TEXT:
************
Director’s privacy – improvements to the Companies House regime for removal of residential addresses
26 June 2018
New regulations, which came into force on 26 April 2018, will make it easier for directors (and others) to remove their residential addresses from publicly available Companies House documents.
At a glance
- The Government has recognised that individuals with personal information on the public register are at a higher risk of being subject to identity fraud. As a result, it is now much easier for individuals to have their residential addresses removed from publicly available company documents.
- Individuals such as directors, former directors, company secretaries, LLP members or people with significant control (PSCs) can now apply to Companies House for removal of their residential addresses from the public register. The “violence or intimidation” test has been deleted for individual applicants.
So what does it mean in practice?
- Since the Companies Act 2006 (CA 2006) came into force, individuals have not been required to disclose their residential addresses on the public register. If a residential address has been disclosed (including when this was required prior to CA 2006), an application must be made to Companies House for its removal.
- Prior to 26 April 2018, Companies House would only remove residential addresses from the public register if there was a serious risk of violence or intimidation as a result of the company’s work. A high threshold in practice.
- With the current improved online access to information at Companies House, the risk of identity fraud against individuals whose addresses are on the public register has increased.
************
TO-DO LIST:
• a. Answer these questions from the Companies House article:
(i) On what date did the new regulations come into force?
(ii) Which test has been deleted for individual applicants?
(iii) Before that date, under what condition would Companies House remove residential addresses from the public register?
• b. Reproduce the stretch of the Companies House article from "Director’s privacy –" through "Companies House documents." without any changes.
The data that follows comes from a separate source.

INFORMATION SUPPLIED:
************
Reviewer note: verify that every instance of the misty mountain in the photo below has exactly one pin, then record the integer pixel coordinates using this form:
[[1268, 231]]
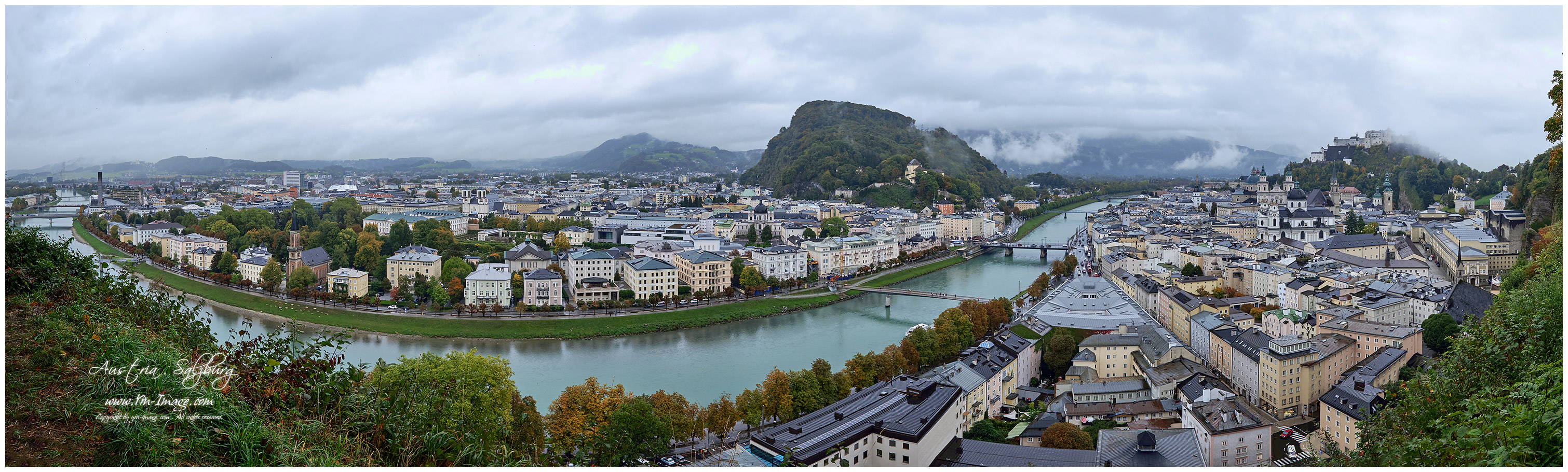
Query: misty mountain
************
ANSWER LIST:
• a.
(i) 26 April 2018.
(ii) The "violence or intimidation" test.
(iii) Only if there was a serious risk of violence or intimidation as a result of the company's work.

• b.
Director’s privacy – improvements to the Companies House regime for removal of residential addresses
26 June 2018
New regulations, which came into force on 26 April 2018, will make it easier for directors (and others) to remove their residential addresses from publicly available Companies House documents.